» **Description of the task**
When you copy the records, keep every word exact and leave the pictures out.

» **Data shown**
..........

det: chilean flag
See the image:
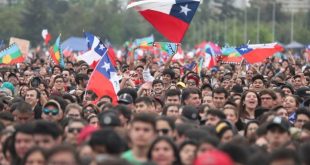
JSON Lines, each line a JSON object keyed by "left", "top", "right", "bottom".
{"left": 239, "top": 43, "right": 284, "bottom": 64}
{"left": 127, "top": 0, "right": 201, "bottom": 43}
{"left": 86, "top": 52, "right": 120, "bottom": 105}
{"left": 78, "top": 32, "right": 108, "bottom": 68}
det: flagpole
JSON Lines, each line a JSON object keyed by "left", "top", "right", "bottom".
{"left": 290, "top": 10, "right": 294, "bottom": 42}
{"left": 272, "top": 2, "right": 276, "bottom": 42}
{"left": 244, "top": 6, "right": 248, "bottom": 44}
{"left": 256, "top": 7, "right": 260, "bottom": 43}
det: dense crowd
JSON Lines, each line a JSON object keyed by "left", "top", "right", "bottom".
{"left": 0, "top": 48, "right": 309, "bottom": 165}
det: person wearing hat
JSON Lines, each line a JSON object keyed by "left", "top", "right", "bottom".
{"left": 265, "top": 116, "right": 291, "bottom": 152}
{"left": 118, "top": 93, "right": 134, "bottom": 110}
{"left": 186, "top": 75, "right": 199, "bottom": 88}
{"left": 41, "top": 100, "right": 64, "bottom": 122}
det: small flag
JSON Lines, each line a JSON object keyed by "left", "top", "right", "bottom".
{"left": 0, "top": 43, "right": 24, "bottom": 65}
{"left": 42, "top": 29, "right": 52, "bottom": 45}
{"left": 153, "top": 42, "right": 178, "bottom": 56}
{"left": 49, "top": 35, "right": 65, "bottom": 68}
{"left": 133, "top": 35, "right": 154, "bottom": 48}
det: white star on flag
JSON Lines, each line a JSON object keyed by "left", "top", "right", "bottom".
{"left": 180, "top": 4, "right": 191, "bottom": 16}
{"left": 240, "top": 48, "right": 248, "bottom": 51}
{"left": 102, "top": 62, "right": 110, "bottom": 71}
{"left": 99, "top": 44, "right": 105, "bottom": 50}
{"left": 86, "top": 38, "right": 90, "bottom": 43}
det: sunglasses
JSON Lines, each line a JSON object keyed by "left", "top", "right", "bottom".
{"left": 157, "top": 128, "right": 170, "bottom": 135}
{"left": 43, "top": 108, "right": 59, "bottom": 116}
{"left": 83, "top": 109, "right": 95, "bottom": 113}
{"left": 68, "top": 127, "right": 82, "bottom": 133}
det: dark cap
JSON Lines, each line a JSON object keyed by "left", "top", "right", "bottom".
{"left": 98, "top": 110, "right": 121, "bottom": 127}
{"left": 296, "top": 87, "right": 310, "bottom": 98}
{"left": 181, "top": 105, "right": 199, "bottom": 121}
{"left": 118, "top": 93, "right": 133, "bottom": 104}
{"left": 231, "top": 85, "right": 243, "bottom": 94}
{"left": 266, "top": 116, "right": 290, "bottom": 132}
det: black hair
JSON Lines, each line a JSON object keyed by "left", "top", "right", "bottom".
{"left": 46, "top": 144, "right": 80, "bottom": 164}
{"left": 181, "top": 88, "right": 201, "bottom": 103}
{"left": 117, "top": 88, "right": 138, "bottom": 102}
{"left": 206, "top": 109, "right": 226, "bottom": 120}
{"left": 14, "top": 101, "right": 32, "bottom": 113}
{"left": 131, "top": 113, "right": 157, "bottom": 131}
{"left": 156, "top": 116, "right": 175, "bottom": 130}
{"left": 147, "top": 136, "right": 181, "bottom": 165}
{"left": 268, "top": 148, "right": 300, "bottom": 165}
{"left": 296, "top": 108, "right": 310, "bottom": 119}
{"left": 179, "top": 140, "right": 198, "bottom": 152}
{"left": 165, "top": 89, "right": 181, "bottom": 99}
{"left": 27, "top": 88, "right": 41, "bottom": 99}
{"left": 185, "top": 128, "right": 211, "bottom": 143}
{"left": 21, "top": 147, "right": 47, "bottom": 165}
{"left": 162, "top": 104, "right": 180, "bottom": 116}
{"left": 219, "top": 143, "right": 248, "bottom": 164}
{"left": 259, "top": 89, "right": 277, "bottom": 100}
{"left": 212, "top": 87, "right": 229, "bottom": 99}
{"left": 201, "top": 83, "right": 213, "bottom": 91}
{"left": 63, "top": 94, "right": 76, "bottom": 103}
{"left": 162, "top": 68, "right": 175, "bottom": 79}
{"left": 33, "top": 120, "right": 63, "bottom": 139}
{"left": 135, "top": 97, "right": 154, "bottom": 107}
{"left": 89, "top": 128, "right": 127, "bottom": 155}
{"left": 0, "top": 111, "right": 14, "bottom": 121}
{"left": 113, "top": 105, "right": 132, "bottom": 121}
{"left": 152, "top": 79, "right": 164, "bottom": 87}
{"left": 75, "top": 73, "right": 89, "bottom": 85}
{"left": 52, "top": 65, "right": 63, "bottom": 74}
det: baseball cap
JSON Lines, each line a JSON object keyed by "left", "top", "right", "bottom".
{"left": 194, "top": 150, "right": 233, "bottom": 165}
{"left": 176, "top": 82, "right": 186, "bottom": 89}
{"left": 296, "top": 87, "right": 310, "bottom": 98}
{"left": 266, "top": 116, "right": 290, "bottom": 132}
{"left": 118, "top": 93, "right": 133, "bottom": 104}
{"left": 181, "top": 105, "right": 199, "bottom": 121}
{"left": 98, "top": 110, "right": 121, "bottom": 127}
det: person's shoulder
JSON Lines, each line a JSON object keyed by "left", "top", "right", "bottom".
{"left": 121, "top": 149, "right": 132, "bottom": 158}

..........

» **Solution to the exercise**
det: chilean flag
See the image:
JSON Lines, each line a JSON object keyed by "left", "top", "right", "bottom".
{"left": 239, "top": 43, "right": 284, "bottom": 64}
{"left": 127, "top": 0, "right": 201, "bottom": 43}
{"left": 86, "top": 52, "right": 120, "bottom": 105}
{"left": 78, "top": 32, "right": 108, "bottom": 68}
det: flagpole
JSON Lines, each line a JSON object keyed by "left", "top", "right", "bottom".
{"left": 290, "top": 10, "right": 294, "bottom": 42}
{"left": 272, "top": 2, "right": 276, "bottom": 42}
{"left": 244, "top": 6, "right": 248, "bottom": 44}
{"left": 256, "top": 7, "right": 260, "bottom": 43}
det: dense crowd
JSON Lines, each line a JSON object keyed by "left", "top", "right", "bottom".
{"left": 0, "top": 48, "right": 309, "bottom": 165}
det: person wearing hat
JSON Lines, each line a JSON object keyed by "left", "top", "right", "bottom".
{"left": 265, "top": 116, "right": 291, "bottom": 152}
{"left": 118, "top": 93, "right": 134, "bottom": 110}
{"left": 186, "top": 75, "right": 199, "bottom": 88}
{"left": 41, "top": 100, "right": 64, "bottom": 122}
det: small flag
JSON Lines, each line a JSON object keyed by "left", "top", "right", "bottom".
{"left": 0, "top": 43, "right": 24, "bottom": 65}
{"left": 42, "top": 29, "right": 52, "bottom": 45}
{"left": 153, "top": 42, "right": 178, "bottom": 56}
{"left": 49, "top": 35, "right": 65, "bottom": 68}
{"left": 133, "top": 35, "right": 154, "bottom": 48}
det: white star on flag
JSON Lines, each line a JSON object keyed by "left", "top", "right", "bottom".
{"left": 180, "top": 4, "right": 191, "bottom": 16}
{"left": 240, "top": 48, "right": 248, "bottom": 51}
{"left": 102, "top": 62, "right": 110, "bottom": 71}
{"left": 99, "top": 44, "right": 105, "bottom": 50}
{"left": 86, "top": 38, "right": 90, "bottom": 43}
det: sunglasses
JSON Lines, each line a JSON object keyed by "left", "top", "right", "bottom".
{"left": 157, "top": 128, "right": 170, "bottom": 135}
{"left": 43, "top": 108, "right": 59, "bottom": 116}
{"left": 83, "top": 109, "right": 95, "bottom": 113}
{"left": 68, "top": 127, "right": 82, "bottom": 133}
det: dark cap
JSON Lines, each line a JSON object keyed by "left", "top", "right", "bottom".
{"left": 98, "top": 110, "right": 121, "bottom": 127}
{"left": 296, "top": 87, "right": 310, "bottom": 98}
{"left": 181, "top": 105, "right": 199, "bottom": 121}
{"left": 118, "top": 93, "right": 133, "bottom": 104}
{"left": 231, "top": 85, "right": 243, "bottom": 94}
{"left": 266, "top": 116, "right": 290, "bottom": 132}
det: black hair
JSON Lines, each line a JSON object keyed by "left", "top", "right", "bottom".
{"left": 46, "top": 144, "right": 80, "bottom": 164}
{"left": 181, "top": 88, "right": 201, "bottom": 103}
{"left": 117, "top": 88, "right": 138, "bottom": 102}
{"left": 206, "top": 109, "right": 226, "bottom": 120}
{"left": 14, "top": 101, "right": 32, "bottom": 113}
{"left": 131, "top": 113, "right": 157, "bottom": 131}
{"left": 156, "top": 116, "right": 175, "bottom": 130}
{"left": 147, "top": 136, "right": 181, "bottom": 165}
{"left": 268, "top": 148, "right": 300, "bottom": 165}
{"left": 296, "top": 108, "right": 310, "bottom": 119}
{"left": 179, "top": 140, "right": 198, "bottom": 152}
{"left": 165, "top": 89, "right": 181, "bottom": 99}
{"left": 27, "top": 88, "right": 41, "bottom": 99}
{"left": 185, "top": 128, "right": 211, "bottom": 143}
{"left": 21, "top": 147, "right": 47, "bottom": 165}
{"left": 162, "top": 104, "right": 180, "bottom": 116}
{"left": 219, "top": 143, "right": 248, "bottom": 164}
{"left": 259, "top": 89, "right": 277, "bottom": 100}
{"left": 212, "top": 87, "right": 229, "bottom": 99}
{"left": 201, "top": 83, "right": 213, "bottom": 91}
{"left": 63, "top": 94, "right": 76, "bottom": 103}
{"left": 162, "top": 68, "right": 175, "bottom": 79}
{"left": 33, "top": 120, "right": 63, "bottom": 139}
{"left": 135, "top": 97, "right": 154, "bottom": 107}
{"left": 89, "top": 128, "right": 127, "bottom": 155}
{"left": 0, "top": 111, "right": 14, "bottom": 121}
{"left": 113, "top": 105, "right": 132, "bottom": 121}
{"left": 152, "top": 79, "right": 164, "bottom": 87}
{"left": 75, "top": 73, "right": 89, "bottom": 85}
{"left": 52, "top": 65, "right": 63, "bottom": 74}
det: baseball cap
JSON Lines, each line a JSON object keyed by "left", "top", "right", "bottom".
{"left": 194, "top": 150, "right": 233, "bottom": 165}
{"left": 176, "top": 82, "right": 186, "bottom": 89}
{"left": 296, "top": 87, "right": 310, "bottom": 98}
{"left": 266, "top": 116, "right": 290, "bottom": 132}
{"left": 118, "top": 93, "right": 133, "bottom": 104}
{"left": 181, "top": 105, "right": 199, "bottom": 121}
{"left": 98, "top": 110, "right": 121, "bottom": 127}
det: person's shoulder
JSON Lines, each line a JSON object keyed by "left", "top", "right", "bottom".
{"left": 121, "top": 149, "right": 132, "bottom": 158}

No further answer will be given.